- Exercise description: Retype the data that follows exactly. No pictures belong in the copy.

┌─ Records provided

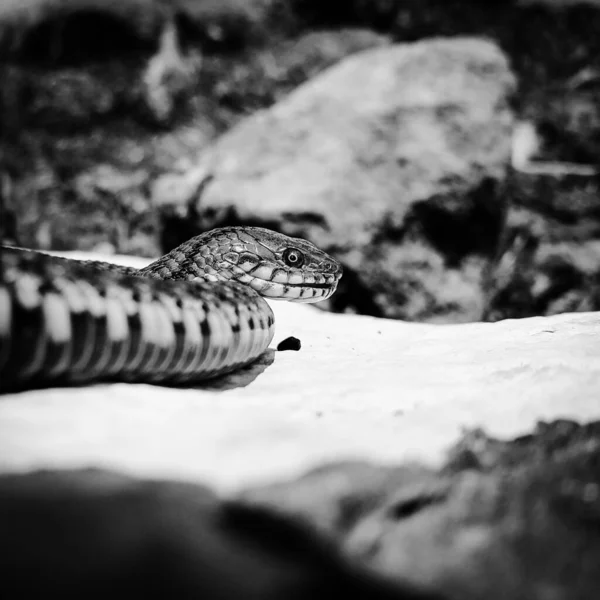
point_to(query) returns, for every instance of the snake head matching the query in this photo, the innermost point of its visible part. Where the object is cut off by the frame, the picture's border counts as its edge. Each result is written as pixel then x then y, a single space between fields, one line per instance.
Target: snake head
pixel 274 265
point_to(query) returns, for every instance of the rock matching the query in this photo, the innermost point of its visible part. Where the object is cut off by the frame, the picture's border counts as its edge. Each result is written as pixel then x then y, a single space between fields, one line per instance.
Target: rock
pixel 393 160
pixel 549 258
pixel 502 519
pixel 361 388
pixel 97 534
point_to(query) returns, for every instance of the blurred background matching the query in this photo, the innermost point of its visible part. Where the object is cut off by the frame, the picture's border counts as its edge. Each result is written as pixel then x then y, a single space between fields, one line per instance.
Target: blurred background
pixel 446 151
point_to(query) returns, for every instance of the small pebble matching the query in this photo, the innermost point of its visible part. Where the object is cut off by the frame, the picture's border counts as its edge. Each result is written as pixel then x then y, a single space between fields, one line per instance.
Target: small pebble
pixel 290 343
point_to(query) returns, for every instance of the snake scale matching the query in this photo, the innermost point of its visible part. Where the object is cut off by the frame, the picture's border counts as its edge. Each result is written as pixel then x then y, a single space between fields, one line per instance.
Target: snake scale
pixel 195 313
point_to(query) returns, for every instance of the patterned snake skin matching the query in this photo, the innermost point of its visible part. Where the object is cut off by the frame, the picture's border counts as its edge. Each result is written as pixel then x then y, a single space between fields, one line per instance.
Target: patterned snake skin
pixel 193 314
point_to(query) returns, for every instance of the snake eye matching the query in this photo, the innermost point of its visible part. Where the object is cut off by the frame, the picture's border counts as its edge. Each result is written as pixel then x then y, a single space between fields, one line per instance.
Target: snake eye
pixel 293 257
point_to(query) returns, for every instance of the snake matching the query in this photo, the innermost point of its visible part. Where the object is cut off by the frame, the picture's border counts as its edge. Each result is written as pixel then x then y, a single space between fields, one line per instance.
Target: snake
pixel 198 312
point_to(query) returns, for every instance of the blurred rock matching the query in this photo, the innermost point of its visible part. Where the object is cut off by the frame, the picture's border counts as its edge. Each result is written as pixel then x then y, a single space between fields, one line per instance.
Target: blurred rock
pixel 549 259
pixel 394 160
pixel 99 534
pixel 503 519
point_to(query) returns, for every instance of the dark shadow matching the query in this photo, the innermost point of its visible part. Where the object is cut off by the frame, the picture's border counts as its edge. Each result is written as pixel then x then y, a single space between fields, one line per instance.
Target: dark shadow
pixel 240 377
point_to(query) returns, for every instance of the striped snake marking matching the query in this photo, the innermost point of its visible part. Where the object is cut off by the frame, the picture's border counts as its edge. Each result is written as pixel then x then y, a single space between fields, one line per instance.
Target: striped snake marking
pixel 195 313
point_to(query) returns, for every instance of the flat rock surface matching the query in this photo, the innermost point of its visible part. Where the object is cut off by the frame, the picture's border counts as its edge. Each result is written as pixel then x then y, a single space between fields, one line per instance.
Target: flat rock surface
pixel 360 387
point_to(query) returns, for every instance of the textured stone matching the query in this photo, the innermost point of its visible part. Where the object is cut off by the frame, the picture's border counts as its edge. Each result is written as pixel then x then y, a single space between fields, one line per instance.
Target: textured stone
pixel 360 388
pixel 393 158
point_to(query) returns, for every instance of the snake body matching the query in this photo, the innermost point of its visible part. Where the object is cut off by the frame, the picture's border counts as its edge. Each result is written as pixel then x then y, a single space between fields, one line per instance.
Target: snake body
pixel 195 313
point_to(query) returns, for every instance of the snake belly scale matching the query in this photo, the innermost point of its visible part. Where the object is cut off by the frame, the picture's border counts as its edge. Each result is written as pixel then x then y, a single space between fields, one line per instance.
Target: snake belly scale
pixel 195 313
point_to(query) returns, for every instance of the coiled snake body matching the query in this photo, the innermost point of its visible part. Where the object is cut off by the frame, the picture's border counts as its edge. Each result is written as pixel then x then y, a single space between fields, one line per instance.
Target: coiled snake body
pixel 195 313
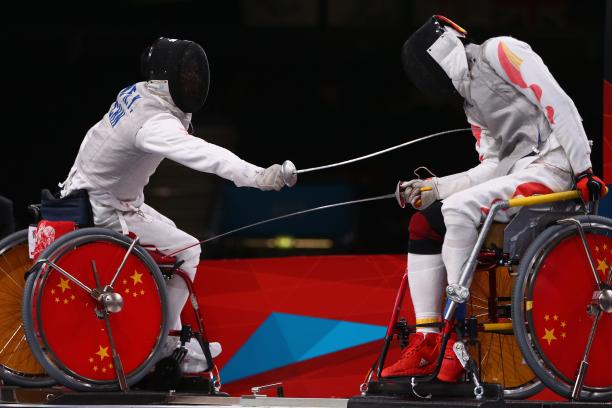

└─

- Written response:
point_to(query) returns, for every instance of the snake head matching the query in this photo, the innermost point of its visible part. Where the object is cut off by the frame, the picture's border counts as its edge. Each result is written as pixel then x then y, a single space between fields, one line per instance.
Target: snake head
pixel 274 265
point_to(query) returns, for every instance of the rock matching the query in this photo, the innermost point of its visible part. Where the object is cut off by the frame, the picture's border counts as its edge. Each result is written as pixel then x then y, a single space between fields, one line per instance.
Target: rock
pixel 393 160
pixel 549 258
pixel 502 519
pixel 361 388
pixel 97 534
point_to(query) returns, for every instance of the blurred background matching the query in this photo, the innermost point of its visible part. Where the object is cut off by the frame, the picture's border counts as its edge. Each result is written as pixel then x then y, a single space between fields, one line per instance.
Target: blurred background
pixel 446 151
point_to(query) returns, for every instance of the small pebble matching the query in this photo, the innermost point of its visible part. Where the object is cut off by the frame, the picture's border counts as its edge. Each result is written as pixel then x then y, a single space between fields, one line per instance.
Target: small pebble
pixel 290 343
point_to(query) returns, for every instance of the snake scale matching the query in this photo, the innermost point of its visible part. Where the object is cut off by the frame, the picture's border counts as its edge. Each result is written as pixel then x then y, a single space between fields, one line per instance.
Target: snake scale
pixel 195 313
point_to(query) returns, for every instance of the patterned snake skin matching the query in this photo, the innermost point of its visible part. Where the object is cut off by the frame, the picture's border counts as its edge. Each result is written as pixel then x then y, a single space between fields, one line per instance.
Target: patterned snake skin
pixel 193 314
point_to(query) returns, for every instance of the snake eye matching the query in this photo, the innermost point of its visible part. Where the object is cut off by the frame, the picture's border counts as its edge. Each result is written as pixel then x then y, a single space between fields, one line per instance.
Target: snake eye
pixel 293 257
point_to(query) returns, for every instance of the snake matching the query in this photo, the innermost point of its visible part. Where the object is cut off by the frame, the picture's border counts as its edge. Each result is written as pixel then x then y, a single space between fields, one line per instance.
Target: snake
pixel 198 312
point_to(query) returns, for every instance of the blurred rock matching the query in this photo, the innermost point of its visible part. Where the object is cut off by the frame, the picture's border counts as its edge. Each result is written as pixel then x then y, a single space between fields, one line per instance.
Target: blurred rock
pixel 549 259
pixel 394 160
pixel 99 534
pixel 503 519
point_to(query) returns, for every instance of the dark shadow matching the query in this photo, the innermost point of its visible part. Where the object is cut off by the frame, the picture's border counts as its edge. Each result is written as pixel then x then y, a single space between fields, one line per instance.
Target: dark shadow
pixel 240 377
point_to(query) returns, for every instance of the striped snake marking matching the query in this photo, the innermost point of its visible part. Where the object is cut off by the frame, the picture's border counts as its edge. Each result is written as pixel then x then y, a single space between fields, one line per instance.
Target: striped snake marking
pixel 195 313
point_to(query) returns, for every instance of the flat rock surface matching the query in this photo, the innermost point of its visible part. Where the object is cut off by the frame, the picture's border counts as its edge. Each result is written as pixel then x then y, a single space between fields, one line per instance.
Target: flat rock surface
pixel 360 387
point_to(query) returns, for every instance of the textured stone matching the query in this photo, the innermost point of its visible part. Where the object is cut off by the frame, the picture's border counts as its edge. Each result is written as pixel then x then y, a single space between fields, one line per instance.
Target: textured stone
pixel 360 388
pixel 393 158
point_to(query) returns, for every instance of the snake body matching the query in this photo, the innermost point of its visible part. Where the object is cut off by the frame, the picture's border counts as its edge. Each result is written as pixel then x then y, a single space between fields, one line per instance.
Target: snake body
pixel 195 313
point_to(query) returns, for every instance of the snake belly scale matching the query in this photo, the innermost point of its visible part. Where the object is cut off by the frame, the picture's border counts as its edge. Each result is written as pixel then x then y, a single space between fields, one line per instance.
Target: snake belly scale
pixel 195 313
point_to(query) returns, for every instance of the coiled snake body matching the query in this photo, the innermost point of its visible part. Where the object is cut off by the frame, the picture's border counts as its edge. Each result is written as pixel then x then y, a single space between fields, one line per instance.
Target: coiled snake body
pixel 195 313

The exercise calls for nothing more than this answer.